[Task 1]: Revise the visual scripting article, beginning at the words "General / 07 August 2025" and stopping after "matter of preference.", and change "thorny" to "difficult".
[Task 2]: According to the visual scripting article, how often is a Unity bug on the C# side?

START Exercise passage

The future of visual scripting in an era of LLMs

General / 07 August 2025

I often find myself working with game engines. In particular, usually Unity or Unreal. When tasked with a new issue to solve or idea to implement, the mental headspace is, unsurprisingly, different depending on which engine you're using.


The current paradigm: 

Let's assume we've got an idea to test or thorny issue to solve. Both Unreal and Unity have similar, yet distinctly different mindsets to adopt.

Unity encourages you to think in a combination of prefabs, scene objects and the logic (scripts) on those prefabs/objects.

Unreal encourages you to think in a primarily actor and blueprint oriented way, with the outliner/level setup ranking lower on the consideration hierarchy.

Both are similar enough that you can muddle through either with a modicum of experience. Unreal is more opinionated about the route you take to get there, though that's a matter of preference.

If this is a new feature or idea:

Unity: You'll create a few new scene objects, maybe a prefab or three and then some scripts that orchestrate connectivity and logic flow. You'll interact with existing components Unity provides, such as mesh renderers, materials and physics primitives. When working with scripting, you can quickly hash out what you'll need to an LLM and get a good starting point within minutes.

Unreal: You will start by creating a few blueprints, an actor or two in the world and then spend time configuring them. You may need to modify the level or game mode blueprints. You'll figure out the required visual nodes to string together to achieve your vision. You might have to consider implementing a custom node via C++ if it's particularly challenging, which will involve recompiling the engine.

If this is fixing an existing issue or wrangling an existing feature:

Unity: You'll probably start by examining the scene setup, the hierarchy, components and any related prefabs. The goal is to quickly mentally map the areas that the code might influence. Then you jump into the c#, sometimes step through with a debugger, often use print statements and generally play test when able. When the bug is on the c# side, which it is 90% of the time, you can identify it with an LLM, usually pretty quickly.

END Exercise passage
START Raw data

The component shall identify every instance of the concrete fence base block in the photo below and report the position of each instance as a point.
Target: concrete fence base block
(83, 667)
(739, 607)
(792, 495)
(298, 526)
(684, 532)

END Raw data

[Answer box 1]:
General / 07 August 2025

I often find myself working with game engines. In particular, usually Unity or Unreal. When tasked with a new issue to solve or idea to implement, the mental headspace is, unsurprisingly, different depending on which engine you're using.


The current paradigm: 

Let's assume we've got an idea to test or difficult issue to solve. Both Unreal and Unity have similar, yet distinctly different mindsets to adopt.

Unity encourages you to think in a combination of prefabs, scene objects and the logic (scripts) on those prefabs/objects.

Unreal encourages you to think in a primarily actor and blueprint oriented way, with the outliner/level setup ranking lower on the consideration hierarchy.

Both are similar enough that you can muddle through either with a modicum of experience. Unreal is more opinionated about the route you take to get there, though that's a matter of preference.

[Answer box 2]: 90% of the time.